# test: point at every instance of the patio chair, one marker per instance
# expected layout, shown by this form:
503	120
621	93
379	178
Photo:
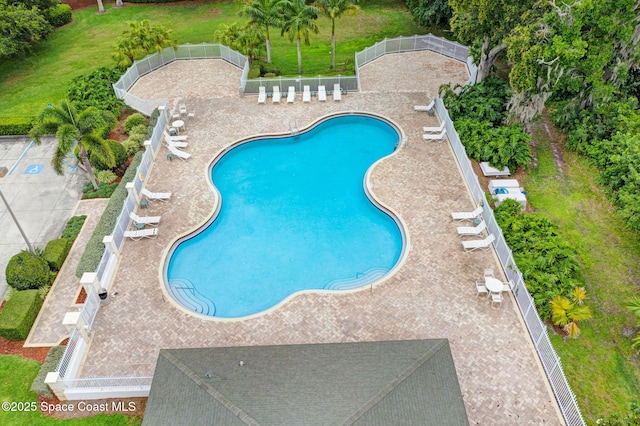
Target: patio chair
337	92
306	94
291	95
438	129
435	136
155	196
144	220
139	234
481	289
180	154
322	94
496	298
427	108
461	216
472	230
262	95
168	137
276	95
474	245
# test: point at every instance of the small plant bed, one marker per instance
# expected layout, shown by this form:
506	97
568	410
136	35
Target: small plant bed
104	190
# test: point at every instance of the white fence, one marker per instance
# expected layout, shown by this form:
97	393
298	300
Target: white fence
347	83
537	329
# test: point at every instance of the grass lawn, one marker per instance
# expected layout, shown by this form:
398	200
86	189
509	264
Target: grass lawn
16	375
599	364
28	84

=== WHAT YOU NEED TO DO ===
Reproduce all of the items above verbatim, line for line, leaving out the pictures.

=== EXPECTED ANSWER ===
# test: point at every instance of the patio chair, one marker per instance
# expected layout, shown by this form:
503	120
621	93
379	178
Photo:
Target: patio chair
337	92
306	94
291	95
438	129
435	136
155	196
144	220
139	234
481	289
180	154
322	94
496	298
427	108
461	216
472	230
262	95
168	137
276	95
474	245
# test: point at every instance of the small plant bed, one marker per instance
# expected layout, shown by this form:
506	97
568	410
136	35
Target: small plant bed
104	190
# test: point at every instance of the white fence, one marker per instance
# expected layout, shown by this form:
97	393
298	300
Target: white fence
347	83
537	329
# test: point at every instance of the grass lawn, one marker per instance
# expected layout, shown by this form:
398	200
86	189
509	264
Target: grass lawn
16	375
599	364
28	84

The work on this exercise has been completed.